--- BEGIN Material provided ---

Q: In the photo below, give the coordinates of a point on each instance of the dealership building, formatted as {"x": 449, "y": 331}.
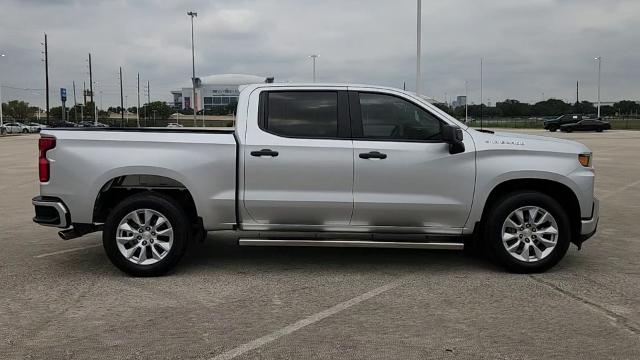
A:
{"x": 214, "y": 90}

--- END Material provided ---
--- BEGIN Material provided ---

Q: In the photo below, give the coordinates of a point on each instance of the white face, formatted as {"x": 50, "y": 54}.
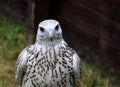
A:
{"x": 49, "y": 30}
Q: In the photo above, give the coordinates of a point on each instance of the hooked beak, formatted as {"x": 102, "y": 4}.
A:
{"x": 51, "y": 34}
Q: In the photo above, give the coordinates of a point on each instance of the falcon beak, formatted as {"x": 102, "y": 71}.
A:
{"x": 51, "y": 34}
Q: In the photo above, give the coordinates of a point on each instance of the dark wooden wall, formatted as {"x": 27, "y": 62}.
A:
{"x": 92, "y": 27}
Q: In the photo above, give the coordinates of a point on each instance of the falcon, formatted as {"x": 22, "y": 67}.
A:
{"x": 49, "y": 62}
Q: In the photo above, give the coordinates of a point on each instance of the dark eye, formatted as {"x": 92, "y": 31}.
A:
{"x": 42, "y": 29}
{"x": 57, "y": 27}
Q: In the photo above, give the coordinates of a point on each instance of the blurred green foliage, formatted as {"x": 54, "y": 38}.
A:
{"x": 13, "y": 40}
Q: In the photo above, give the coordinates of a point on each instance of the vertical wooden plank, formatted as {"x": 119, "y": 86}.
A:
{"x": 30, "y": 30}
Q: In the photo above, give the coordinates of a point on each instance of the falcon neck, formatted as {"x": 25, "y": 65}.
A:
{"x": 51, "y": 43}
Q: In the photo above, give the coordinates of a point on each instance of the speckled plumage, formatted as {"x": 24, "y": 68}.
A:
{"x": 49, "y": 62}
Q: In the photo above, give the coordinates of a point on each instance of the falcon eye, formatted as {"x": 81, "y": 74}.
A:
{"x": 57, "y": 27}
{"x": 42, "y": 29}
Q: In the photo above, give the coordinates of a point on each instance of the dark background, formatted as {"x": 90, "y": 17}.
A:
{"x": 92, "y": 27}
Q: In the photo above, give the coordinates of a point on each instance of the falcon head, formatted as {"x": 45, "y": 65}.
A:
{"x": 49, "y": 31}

--- END Material provided ---

* Task brief *
Pull out every line in the entries above that contains the word "dark".

* Written answer *
Q: In the photo above, give the coordinates of a point on each instance of the dark wooden wall, formatted as {"x": 27, "y": 62}.
Q: In the photo above, give the coordinates of a point on each instance of the dark eye, formatted as {"x": 92, "y": 31}.
Q: In the photo above, give the coordinates of a point on each instance of the dark background, formatted as {"x": 90, "y": 17}.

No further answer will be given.